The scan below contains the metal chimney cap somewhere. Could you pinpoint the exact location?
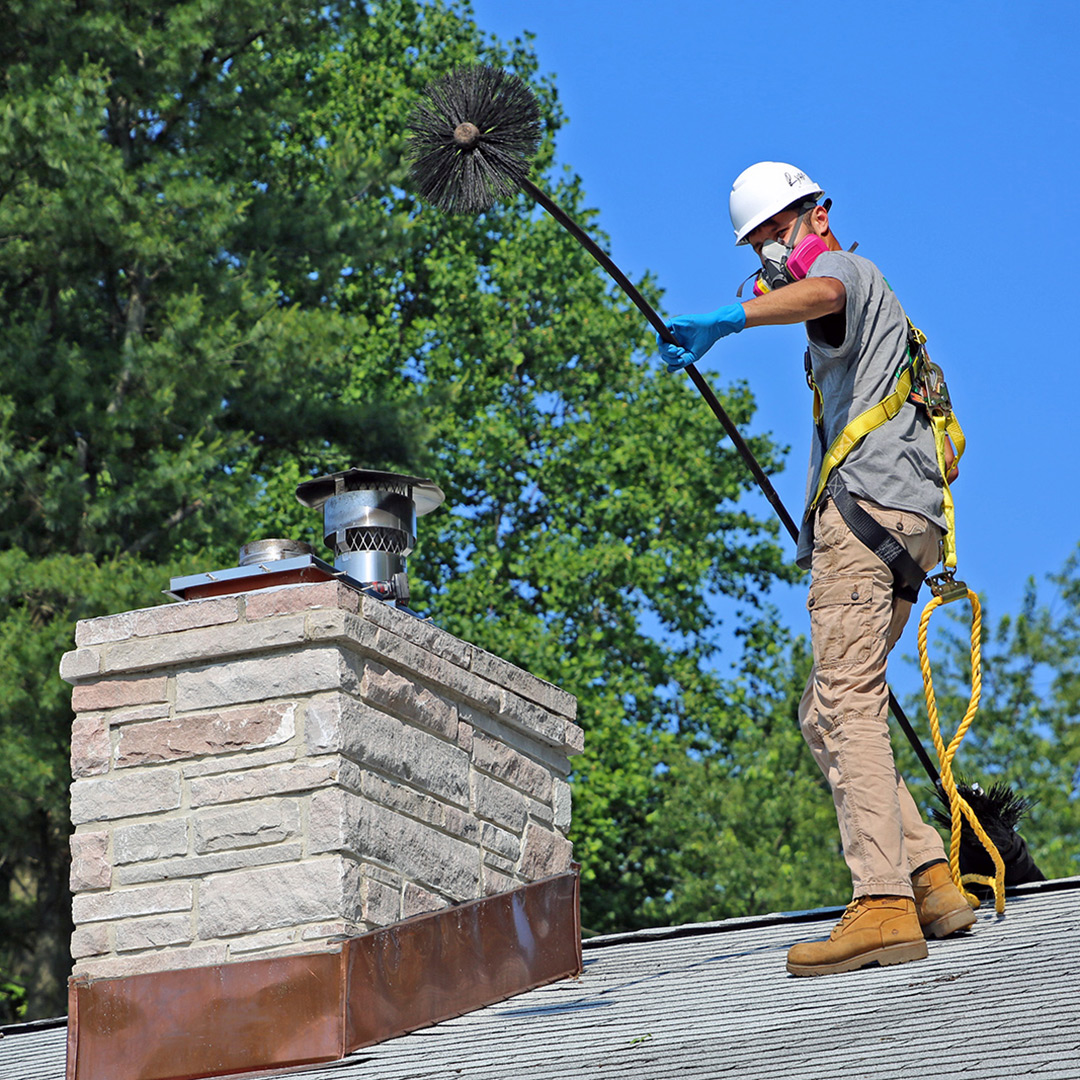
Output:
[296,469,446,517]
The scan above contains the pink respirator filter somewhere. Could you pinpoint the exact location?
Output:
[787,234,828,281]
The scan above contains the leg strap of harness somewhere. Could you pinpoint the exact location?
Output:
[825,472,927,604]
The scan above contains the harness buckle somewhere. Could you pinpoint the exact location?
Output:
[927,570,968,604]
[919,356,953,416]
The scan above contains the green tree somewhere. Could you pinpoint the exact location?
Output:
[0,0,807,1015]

════════

**TASK OBJECTIVE**
Return each line of the entries that contains the word "Could".

**COMPLETE ANSWER**
The scan below contains the metal chimney cap somewhere. Could you pinpoint the exact location?
The scan above contains the pink respirator filter somewhere. Could you pinpoint the exact location?
The scan above contains the leg strap of harness somewhere. Could you pinpoint the exact location?
The scan above contains the harness buckle somewhere. Could you pinpoint the exact location?
The scan above contains the green tree somewhere. Could you pinpoint the exact location?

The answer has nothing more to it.